Commentary on Small and Stupid Gods
I have supposed that it was obvious that the small and stupid gods are genes and that much of the essay (which is cast in the form of a parable) is a recapitulation of current thought about the evolution of human beings with an emphasis on evolutionary psychology.
As far as I know, the metaphor of genes as small and stupid gods is original with me although it is implicit in Dawkins’ treatment in The Selfish Gene. In any event the point is that, under the reading of evolutionary psychology, the genetic constitution plays much the same role as that attributed to gods.
The main thrust, though, is the origin of moral systems considered from an atheistic, evolutionary viewpoint. If gods (and God) are invented social constructs one asks why they were invented and why they were given the attributes that they were given.
One can look at traditional religious stories from this viewpoint. Thus, for example, one can consider the Job story by accepting that God, as portrayed in the story, is capricious and unkindly, and then asking, “Why was it necessary to invent a God like this?”
The essay sketches an answer: Gods were created as an anthroporphic extension to explain the world. The world is both nurturing and harsh; so must God be. The world is capricious; so must God be. The world demands of one one’s best effort and it may not be enough; so also does God. Above all the world is larger and greater than we are; our pride is often humbled by it.
This is not spelled out explicitly but it is hinted at clearly; there is also the inevitable reference to Freud’s Father figure.

**********

* Your tasks
1: According to the commentary, what are the small and stupid gods?
2: Rewrite the paragraph of the commentary that begins "The essay sketches an answer" as a short list, keeping its main facts.
The items that come after this commentary have no connection to it.

* Study material
**********

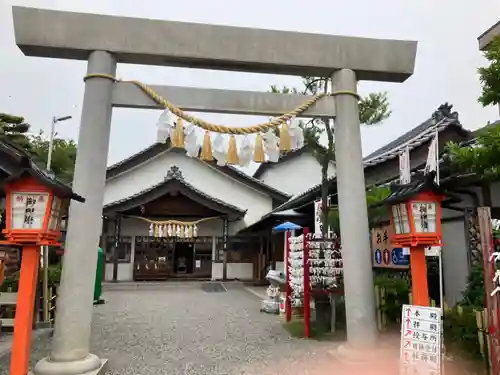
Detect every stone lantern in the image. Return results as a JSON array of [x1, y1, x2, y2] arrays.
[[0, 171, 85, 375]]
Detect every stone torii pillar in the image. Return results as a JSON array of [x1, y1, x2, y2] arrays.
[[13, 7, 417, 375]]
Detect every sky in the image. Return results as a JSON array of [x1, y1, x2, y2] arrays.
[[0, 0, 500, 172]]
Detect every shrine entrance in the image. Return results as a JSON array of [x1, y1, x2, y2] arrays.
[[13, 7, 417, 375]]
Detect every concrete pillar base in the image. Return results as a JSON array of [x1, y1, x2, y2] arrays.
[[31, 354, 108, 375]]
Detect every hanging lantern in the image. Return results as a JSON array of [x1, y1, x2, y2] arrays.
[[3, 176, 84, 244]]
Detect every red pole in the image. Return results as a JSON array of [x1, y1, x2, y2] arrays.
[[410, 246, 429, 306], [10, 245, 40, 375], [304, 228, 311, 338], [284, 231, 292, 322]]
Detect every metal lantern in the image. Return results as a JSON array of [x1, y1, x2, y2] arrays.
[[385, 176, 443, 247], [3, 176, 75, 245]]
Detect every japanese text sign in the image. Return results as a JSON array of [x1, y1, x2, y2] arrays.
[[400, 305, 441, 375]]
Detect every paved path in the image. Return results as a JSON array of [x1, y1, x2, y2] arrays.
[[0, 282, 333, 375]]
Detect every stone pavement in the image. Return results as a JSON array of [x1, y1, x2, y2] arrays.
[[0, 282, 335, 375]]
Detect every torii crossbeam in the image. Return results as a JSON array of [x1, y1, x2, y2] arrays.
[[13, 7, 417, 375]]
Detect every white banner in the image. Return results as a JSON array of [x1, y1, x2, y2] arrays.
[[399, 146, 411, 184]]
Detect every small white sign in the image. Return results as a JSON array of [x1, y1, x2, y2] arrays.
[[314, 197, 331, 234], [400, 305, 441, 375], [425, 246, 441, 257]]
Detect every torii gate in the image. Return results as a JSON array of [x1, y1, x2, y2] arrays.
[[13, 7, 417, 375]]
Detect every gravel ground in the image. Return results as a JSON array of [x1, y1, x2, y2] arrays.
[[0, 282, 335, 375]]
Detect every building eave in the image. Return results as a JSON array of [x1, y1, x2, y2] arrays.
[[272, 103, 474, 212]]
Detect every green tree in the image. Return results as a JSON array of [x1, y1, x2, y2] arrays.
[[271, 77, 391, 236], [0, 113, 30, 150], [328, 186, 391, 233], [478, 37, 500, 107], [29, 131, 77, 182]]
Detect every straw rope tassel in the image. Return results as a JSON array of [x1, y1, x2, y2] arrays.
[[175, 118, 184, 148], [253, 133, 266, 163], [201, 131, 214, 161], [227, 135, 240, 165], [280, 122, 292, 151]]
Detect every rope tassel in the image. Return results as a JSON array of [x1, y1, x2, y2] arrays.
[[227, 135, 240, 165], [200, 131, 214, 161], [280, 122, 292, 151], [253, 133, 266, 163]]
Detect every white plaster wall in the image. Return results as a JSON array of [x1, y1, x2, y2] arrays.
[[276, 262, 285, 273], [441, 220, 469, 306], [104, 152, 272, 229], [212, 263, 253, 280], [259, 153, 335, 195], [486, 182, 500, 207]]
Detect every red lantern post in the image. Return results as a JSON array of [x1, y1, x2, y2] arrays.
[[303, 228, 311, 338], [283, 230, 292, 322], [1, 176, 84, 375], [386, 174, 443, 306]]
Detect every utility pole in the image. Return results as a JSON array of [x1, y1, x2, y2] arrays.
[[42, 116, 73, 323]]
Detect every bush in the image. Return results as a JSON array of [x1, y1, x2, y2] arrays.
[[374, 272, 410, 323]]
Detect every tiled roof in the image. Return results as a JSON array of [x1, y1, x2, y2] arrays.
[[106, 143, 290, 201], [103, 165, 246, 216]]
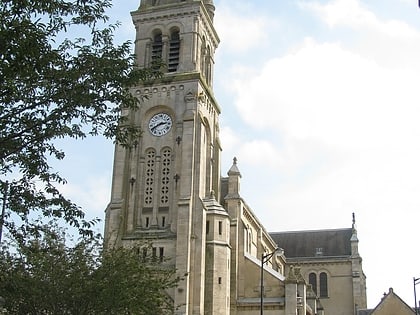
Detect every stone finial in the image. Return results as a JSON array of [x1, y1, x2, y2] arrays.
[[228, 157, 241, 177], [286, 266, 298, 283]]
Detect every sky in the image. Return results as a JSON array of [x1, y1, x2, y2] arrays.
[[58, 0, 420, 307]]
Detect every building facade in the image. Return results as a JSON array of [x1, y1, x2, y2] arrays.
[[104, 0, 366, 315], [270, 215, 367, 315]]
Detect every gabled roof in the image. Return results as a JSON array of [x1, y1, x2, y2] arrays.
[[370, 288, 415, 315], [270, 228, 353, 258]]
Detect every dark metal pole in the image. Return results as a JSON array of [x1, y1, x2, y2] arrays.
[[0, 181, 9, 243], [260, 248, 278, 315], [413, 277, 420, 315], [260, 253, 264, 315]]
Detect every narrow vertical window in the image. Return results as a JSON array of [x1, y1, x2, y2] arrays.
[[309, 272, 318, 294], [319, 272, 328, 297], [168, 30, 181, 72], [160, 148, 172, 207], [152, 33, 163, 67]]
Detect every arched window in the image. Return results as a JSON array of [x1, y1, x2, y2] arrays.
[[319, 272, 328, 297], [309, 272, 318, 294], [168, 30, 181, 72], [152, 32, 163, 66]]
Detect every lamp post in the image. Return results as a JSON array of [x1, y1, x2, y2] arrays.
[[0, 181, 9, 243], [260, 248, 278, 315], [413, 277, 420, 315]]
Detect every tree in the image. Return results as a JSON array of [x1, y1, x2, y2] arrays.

**********

* Solutions to each task
1: They are genes.

2:
- Gods were created as a human-like extension to explain the world.
- The world is both nurturing and harsh, so God must be too.
- The world is capricious, so God must be too.
- The world demands one's best effort, which may not be enough, and so does God.
- Above all, the world is larger and greater than we are and often humbles our pride.